● **EXERCISE TASK**
Which lines of the material below contain the string "leaf"? Pull out each of those lines in full, and treat uppercase and lowercase as different.

● **RECORDS PROVIDED**
======
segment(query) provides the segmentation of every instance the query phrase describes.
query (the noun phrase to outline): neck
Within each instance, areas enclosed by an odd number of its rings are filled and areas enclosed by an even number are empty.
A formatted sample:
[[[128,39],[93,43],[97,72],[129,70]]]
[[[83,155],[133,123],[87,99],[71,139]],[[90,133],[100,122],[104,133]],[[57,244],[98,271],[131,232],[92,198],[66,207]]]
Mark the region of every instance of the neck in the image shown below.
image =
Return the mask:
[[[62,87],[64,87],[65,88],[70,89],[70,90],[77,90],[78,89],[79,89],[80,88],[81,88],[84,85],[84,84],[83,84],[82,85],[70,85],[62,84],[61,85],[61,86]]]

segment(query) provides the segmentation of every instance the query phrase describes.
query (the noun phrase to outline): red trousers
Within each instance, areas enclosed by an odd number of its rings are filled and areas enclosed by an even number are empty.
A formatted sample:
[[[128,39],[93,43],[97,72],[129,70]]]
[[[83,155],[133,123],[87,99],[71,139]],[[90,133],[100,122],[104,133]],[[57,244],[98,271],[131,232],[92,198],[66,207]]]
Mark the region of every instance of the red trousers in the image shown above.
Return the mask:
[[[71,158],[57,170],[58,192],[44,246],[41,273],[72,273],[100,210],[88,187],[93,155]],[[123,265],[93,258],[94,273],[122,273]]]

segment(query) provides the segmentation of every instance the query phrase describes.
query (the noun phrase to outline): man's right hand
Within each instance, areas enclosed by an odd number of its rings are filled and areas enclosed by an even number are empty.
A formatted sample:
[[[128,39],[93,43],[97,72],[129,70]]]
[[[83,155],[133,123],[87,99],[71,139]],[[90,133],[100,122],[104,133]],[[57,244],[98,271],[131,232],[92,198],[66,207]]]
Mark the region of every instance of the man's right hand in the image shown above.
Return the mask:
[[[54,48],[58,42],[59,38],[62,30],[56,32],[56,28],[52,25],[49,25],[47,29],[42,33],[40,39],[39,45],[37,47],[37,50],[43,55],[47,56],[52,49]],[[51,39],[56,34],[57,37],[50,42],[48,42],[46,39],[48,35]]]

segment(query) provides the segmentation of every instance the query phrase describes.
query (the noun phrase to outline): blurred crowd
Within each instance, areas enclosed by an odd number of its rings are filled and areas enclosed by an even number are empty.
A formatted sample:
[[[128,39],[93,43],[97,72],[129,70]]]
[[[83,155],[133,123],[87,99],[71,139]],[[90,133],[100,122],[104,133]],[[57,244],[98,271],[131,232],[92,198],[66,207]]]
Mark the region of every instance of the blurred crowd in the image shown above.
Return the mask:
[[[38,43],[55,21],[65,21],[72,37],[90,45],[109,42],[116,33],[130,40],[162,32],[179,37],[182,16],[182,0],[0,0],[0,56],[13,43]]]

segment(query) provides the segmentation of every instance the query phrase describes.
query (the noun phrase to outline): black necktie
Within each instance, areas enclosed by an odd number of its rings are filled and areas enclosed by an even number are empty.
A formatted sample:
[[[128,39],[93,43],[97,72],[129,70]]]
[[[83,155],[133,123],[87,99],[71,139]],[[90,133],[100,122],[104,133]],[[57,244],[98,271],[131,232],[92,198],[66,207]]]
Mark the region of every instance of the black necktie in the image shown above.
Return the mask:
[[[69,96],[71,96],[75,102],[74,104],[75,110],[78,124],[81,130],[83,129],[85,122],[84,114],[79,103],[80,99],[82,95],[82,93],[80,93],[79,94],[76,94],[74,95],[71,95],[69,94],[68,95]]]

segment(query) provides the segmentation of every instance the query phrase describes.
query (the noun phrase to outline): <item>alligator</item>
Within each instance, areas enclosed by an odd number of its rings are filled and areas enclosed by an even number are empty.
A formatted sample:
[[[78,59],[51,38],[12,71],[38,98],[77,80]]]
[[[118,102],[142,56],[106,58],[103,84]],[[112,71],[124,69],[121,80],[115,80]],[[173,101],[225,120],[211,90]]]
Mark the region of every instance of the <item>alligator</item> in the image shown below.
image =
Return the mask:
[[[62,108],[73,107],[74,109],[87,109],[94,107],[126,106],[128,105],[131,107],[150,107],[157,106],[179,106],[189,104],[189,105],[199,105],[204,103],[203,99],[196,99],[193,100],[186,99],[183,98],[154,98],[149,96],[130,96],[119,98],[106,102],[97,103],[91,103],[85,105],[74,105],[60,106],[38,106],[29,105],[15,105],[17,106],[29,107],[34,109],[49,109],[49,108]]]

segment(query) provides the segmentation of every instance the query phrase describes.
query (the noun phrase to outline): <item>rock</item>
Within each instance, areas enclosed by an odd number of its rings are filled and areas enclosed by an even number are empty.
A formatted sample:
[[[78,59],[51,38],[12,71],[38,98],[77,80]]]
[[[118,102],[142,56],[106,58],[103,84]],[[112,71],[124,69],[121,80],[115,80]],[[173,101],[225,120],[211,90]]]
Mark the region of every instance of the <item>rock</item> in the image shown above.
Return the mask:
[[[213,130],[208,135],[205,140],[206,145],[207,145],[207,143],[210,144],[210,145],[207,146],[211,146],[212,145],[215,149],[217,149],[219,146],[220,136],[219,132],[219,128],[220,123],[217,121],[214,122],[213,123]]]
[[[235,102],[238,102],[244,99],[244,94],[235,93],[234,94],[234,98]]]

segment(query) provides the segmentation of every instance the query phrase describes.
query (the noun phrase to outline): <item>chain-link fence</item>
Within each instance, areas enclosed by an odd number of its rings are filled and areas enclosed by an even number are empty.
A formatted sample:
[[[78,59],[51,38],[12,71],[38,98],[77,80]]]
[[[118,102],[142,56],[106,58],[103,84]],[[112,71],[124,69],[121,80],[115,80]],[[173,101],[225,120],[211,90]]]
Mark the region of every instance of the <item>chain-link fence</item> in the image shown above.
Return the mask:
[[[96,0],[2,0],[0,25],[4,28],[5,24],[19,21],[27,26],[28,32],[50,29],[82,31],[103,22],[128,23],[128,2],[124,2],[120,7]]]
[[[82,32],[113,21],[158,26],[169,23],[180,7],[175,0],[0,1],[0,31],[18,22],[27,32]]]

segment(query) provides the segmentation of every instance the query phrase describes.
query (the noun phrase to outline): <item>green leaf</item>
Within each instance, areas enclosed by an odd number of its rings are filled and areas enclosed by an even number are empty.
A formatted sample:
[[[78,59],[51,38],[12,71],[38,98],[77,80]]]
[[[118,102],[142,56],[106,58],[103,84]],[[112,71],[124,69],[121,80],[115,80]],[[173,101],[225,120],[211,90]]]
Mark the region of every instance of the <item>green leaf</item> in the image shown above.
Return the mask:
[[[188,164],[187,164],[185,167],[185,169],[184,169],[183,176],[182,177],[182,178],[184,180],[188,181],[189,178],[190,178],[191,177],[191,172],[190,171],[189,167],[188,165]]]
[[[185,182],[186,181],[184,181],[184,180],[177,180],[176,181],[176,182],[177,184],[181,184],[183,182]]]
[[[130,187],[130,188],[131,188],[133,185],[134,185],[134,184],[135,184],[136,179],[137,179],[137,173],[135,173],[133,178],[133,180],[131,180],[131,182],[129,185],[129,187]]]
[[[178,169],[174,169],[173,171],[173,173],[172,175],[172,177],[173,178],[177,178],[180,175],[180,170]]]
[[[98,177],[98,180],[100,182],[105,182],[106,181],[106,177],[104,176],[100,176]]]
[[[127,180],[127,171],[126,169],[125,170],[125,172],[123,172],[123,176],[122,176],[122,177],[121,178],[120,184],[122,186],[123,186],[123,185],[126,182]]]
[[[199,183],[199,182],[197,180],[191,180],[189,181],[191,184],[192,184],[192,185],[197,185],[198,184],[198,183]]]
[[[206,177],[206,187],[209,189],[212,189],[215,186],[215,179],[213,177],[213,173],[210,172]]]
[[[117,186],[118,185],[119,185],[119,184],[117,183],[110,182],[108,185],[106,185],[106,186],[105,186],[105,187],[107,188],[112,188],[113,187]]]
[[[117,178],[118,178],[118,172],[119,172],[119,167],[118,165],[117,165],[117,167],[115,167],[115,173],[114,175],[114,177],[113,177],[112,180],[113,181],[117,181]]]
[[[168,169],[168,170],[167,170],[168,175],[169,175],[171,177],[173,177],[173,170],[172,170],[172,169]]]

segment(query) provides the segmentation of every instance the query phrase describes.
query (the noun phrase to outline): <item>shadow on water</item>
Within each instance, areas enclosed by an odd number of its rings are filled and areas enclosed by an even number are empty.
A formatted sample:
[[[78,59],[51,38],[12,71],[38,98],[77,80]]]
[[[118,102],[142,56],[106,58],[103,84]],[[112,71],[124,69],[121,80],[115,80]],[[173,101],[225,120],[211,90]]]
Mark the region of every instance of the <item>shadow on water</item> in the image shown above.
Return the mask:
======
● **RESPONSE TO THIS EXERCISE**
query (the noun phrase to outline): <item>green leaf</item>
Mark the region of every instance of the <item>green leaf</item> in the image shown above.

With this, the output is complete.